■ Directives
A. In the thread about the Heisenberg uncertainty principle, restate the paragraph beginning "I'm not sure what you mean" more briefly, keeping its main points.
B. Copy the thread about the Heisenberg uncertainty principle word for word, from "I'm not sure" to "what they are.".

──────── Extracted text

About the Heisenberg uncertainty principle

[Another]

heisenberg uncertainty principle

$Δx Δp ≥ ħ$

where

$Δx = \sqrt{<\hat{x}^2>-<\hat{x}>^2}$
$Δp = \sqrt{<\hat{p}^2>-<\hat{p}>^2}$

I don't know. Why $Δx$ equal to $\sqrt{<\hat{x}^2>-<\hat{x}>^2}$ and $Δp$ equal to $\sqrt{<\hat{p}^2>-<\hat{p}>^2}$

What can I find out about this keyword ? I want to see the proof.

 

[kuruman]

$\Delta x$ is just the root mean square (RMS) value of the difference between the average value $<x>$ and some $x$. Same for $\Delta p$.
Mathematically $(\Delta x)^2=\left< (<x>-x)^2 \right>$
Expanding the square on the right side,
$\left< (<x>-x)^2 \right>=<x>^2-2<<x>x>+<x^2>=<x>^2-2<x><x>+<x^2>=<x^2>-<x>^2$
Therefore $\Delta x=\sqrt{<x^2>-<x>^2}$.

Note: The angular brackets imply averaging or expectation value.

 

[ZapperZ]

heisenberg uncertainty principle

$Δx Δp ≥ ħ$

where

$Δx = \sqrt{<\hat{x}^2>-<\hat{x}>^2}$
$Δp = \sqrt{<\hat{p}^2>-<\hat{p}>^2}$

I don't know. Why $Δx$ equal to $\sqrt{<\hat{x}^2>-<\hat{x}>^2}$ and $Δp$ equal to $\sqrt{<\hat{p}^2>-<\hat{p}>^2}$

What can I find out about this keyword ? I want to see the proof.

I'm not sure what you mean by wanting to see the "proof". This is the definition of "standard deviation" in field of statistics. Show those expressions to a statistician who knows nothing about QM, and he/she should be able to tell you what they are.

Zz.

────────────────
──────── Items

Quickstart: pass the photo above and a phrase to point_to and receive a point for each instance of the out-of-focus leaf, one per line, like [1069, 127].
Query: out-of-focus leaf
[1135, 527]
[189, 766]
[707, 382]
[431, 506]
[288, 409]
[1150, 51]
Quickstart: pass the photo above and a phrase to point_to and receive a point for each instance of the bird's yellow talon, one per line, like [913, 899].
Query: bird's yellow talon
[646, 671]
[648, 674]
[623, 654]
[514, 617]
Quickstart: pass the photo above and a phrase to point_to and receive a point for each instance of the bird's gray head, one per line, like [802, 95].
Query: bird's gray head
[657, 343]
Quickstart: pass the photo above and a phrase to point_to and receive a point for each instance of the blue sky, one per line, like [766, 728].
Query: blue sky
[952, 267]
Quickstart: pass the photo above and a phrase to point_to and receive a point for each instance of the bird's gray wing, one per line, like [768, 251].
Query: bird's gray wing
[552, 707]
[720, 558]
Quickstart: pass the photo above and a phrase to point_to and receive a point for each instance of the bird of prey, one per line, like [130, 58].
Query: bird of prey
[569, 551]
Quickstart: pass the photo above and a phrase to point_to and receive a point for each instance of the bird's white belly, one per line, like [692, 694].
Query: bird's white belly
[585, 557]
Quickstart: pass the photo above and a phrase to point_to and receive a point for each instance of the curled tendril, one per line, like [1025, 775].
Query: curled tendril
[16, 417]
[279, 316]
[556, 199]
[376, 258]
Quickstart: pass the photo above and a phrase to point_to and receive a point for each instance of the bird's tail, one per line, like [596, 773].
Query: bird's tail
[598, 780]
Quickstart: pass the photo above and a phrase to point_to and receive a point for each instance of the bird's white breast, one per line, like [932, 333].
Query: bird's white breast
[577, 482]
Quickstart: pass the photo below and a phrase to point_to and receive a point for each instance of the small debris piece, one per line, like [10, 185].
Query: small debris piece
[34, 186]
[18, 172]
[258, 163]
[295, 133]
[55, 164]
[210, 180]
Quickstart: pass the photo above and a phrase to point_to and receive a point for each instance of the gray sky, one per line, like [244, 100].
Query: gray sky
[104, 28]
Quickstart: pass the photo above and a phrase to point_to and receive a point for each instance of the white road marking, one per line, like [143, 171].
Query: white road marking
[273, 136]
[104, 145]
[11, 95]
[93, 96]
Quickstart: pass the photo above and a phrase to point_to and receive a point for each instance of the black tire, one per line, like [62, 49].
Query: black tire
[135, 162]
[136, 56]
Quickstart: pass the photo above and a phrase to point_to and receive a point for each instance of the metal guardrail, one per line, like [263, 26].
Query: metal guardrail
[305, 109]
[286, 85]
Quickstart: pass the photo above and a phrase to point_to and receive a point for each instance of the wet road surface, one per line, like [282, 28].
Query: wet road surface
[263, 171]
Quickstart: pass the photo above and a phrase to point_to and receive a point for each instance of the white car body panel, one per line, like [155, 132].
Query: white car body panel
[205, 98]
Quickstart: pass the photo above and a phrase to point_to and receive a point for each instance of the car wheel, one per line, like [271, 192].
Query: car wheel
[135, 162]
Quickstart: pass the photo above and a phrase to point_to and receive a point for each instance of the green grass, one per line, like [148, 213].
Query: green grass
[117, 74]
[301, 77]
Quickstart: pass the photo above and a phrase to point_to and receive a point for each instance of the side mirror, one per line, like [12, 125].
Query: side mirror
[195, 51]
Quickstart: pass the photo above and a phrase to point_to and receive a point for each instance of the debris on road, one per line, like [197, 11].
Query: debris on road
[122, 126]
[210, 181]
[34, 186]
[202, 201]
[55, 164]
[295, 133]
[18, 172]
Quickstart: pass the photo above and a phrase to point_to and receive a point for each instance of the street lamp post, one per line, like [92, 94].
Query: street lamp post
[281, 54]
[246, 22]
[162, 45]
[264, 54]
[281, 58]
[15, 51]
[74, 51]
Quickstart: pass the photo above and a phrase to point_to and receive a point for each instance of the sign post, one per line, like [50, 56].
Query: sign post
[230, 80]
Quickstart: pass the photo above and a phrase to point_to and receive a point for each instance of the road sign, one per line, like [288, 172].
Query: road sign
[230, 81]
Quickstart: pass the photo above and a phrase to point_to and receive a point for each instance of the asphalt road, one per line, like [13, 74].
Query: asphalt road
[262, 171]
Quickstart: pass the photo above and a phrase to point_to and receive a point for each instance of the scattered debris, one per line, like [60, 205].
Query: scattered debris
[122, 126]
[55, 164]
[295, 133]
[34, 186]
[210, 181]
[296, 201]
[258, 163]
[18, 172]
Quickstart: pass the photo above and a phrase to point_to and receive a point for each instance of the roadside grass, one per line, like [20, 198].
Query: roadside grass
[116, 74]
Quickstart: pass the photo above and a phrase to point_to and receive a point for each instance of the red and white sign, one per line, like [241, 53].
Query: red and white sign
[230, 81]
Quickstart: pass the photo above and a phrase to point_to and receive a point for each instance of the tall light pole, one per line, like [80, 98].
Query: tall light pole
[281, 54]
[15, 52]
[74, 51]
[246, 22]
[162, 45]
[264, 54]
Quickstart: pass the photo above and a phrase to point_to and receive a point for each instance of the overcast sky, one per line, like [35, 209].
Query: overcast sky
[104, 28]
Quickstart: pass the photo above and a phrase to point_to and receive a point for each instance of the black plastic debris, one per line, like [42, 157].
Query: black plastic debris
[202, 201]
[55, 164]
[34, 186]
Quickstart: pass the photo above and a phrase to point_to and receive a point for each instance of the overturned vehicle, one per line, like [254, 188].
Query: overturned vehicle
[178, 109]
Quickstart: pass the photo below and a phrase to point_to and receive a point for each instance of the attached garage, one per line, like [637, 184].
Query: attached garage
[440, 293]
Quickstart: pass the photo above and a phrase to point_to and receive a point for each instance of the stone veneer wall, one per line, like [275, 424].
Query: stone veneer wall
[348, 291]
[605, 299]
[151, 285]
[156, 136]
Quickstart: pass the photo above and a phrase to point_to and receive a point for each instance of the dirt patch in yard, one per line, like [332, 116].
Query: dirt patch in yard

────────────────

■ Solutions to the tasks
A. The writer is unsure what "proof" the asker wants. The expressions are the statistical definition of standard deviation, and a statistician with no knowledge of quantum mechanics could identify them.

B.
I'm not sure what you mean by wanting to see the "proof". This is the definition of "standard deviation" in field of statistics. Show those expressions to a statistician who knows nothing about QM, and he/she should be able to tell you what they are.